------ GIVEN INFORMATION
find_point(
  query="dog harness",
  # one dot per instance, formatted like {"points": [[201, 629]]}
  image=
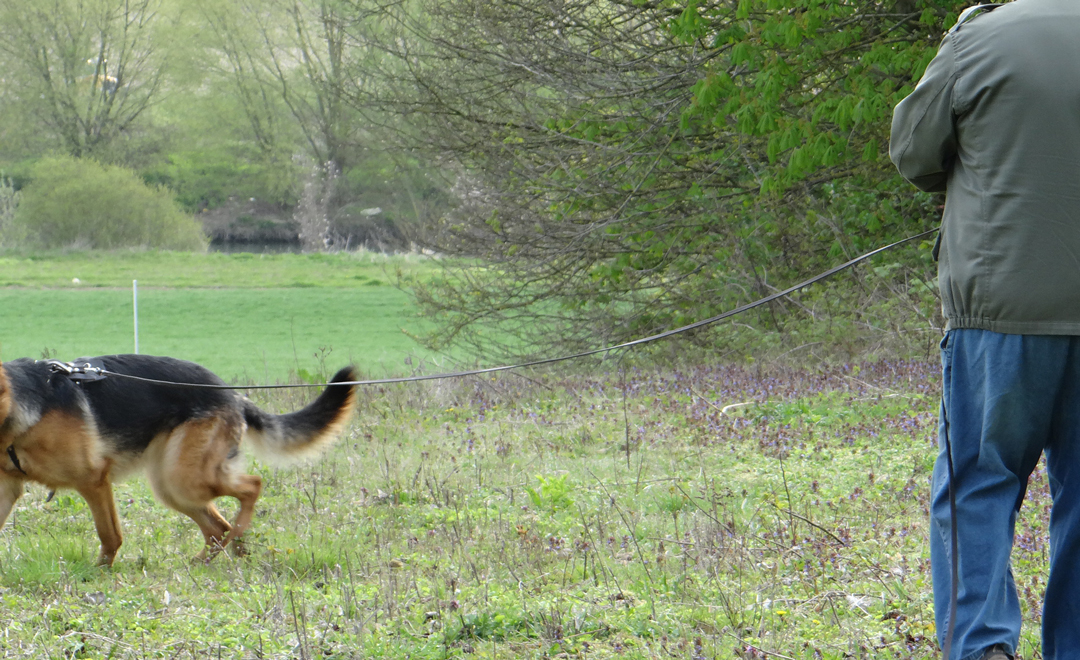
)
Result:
------------
_TASK DETAILS_: Convert every line of the entries above into a numbered list. Skip any blank lines and leave out the pictures.

_SOLUTION TO THE PROBLEM_:
1. find_point(
2.   query="dog harness",
3.   # one dot per instance, formatted like {"points": [[201, 629]]}
4.   image=
5. )
6. Result:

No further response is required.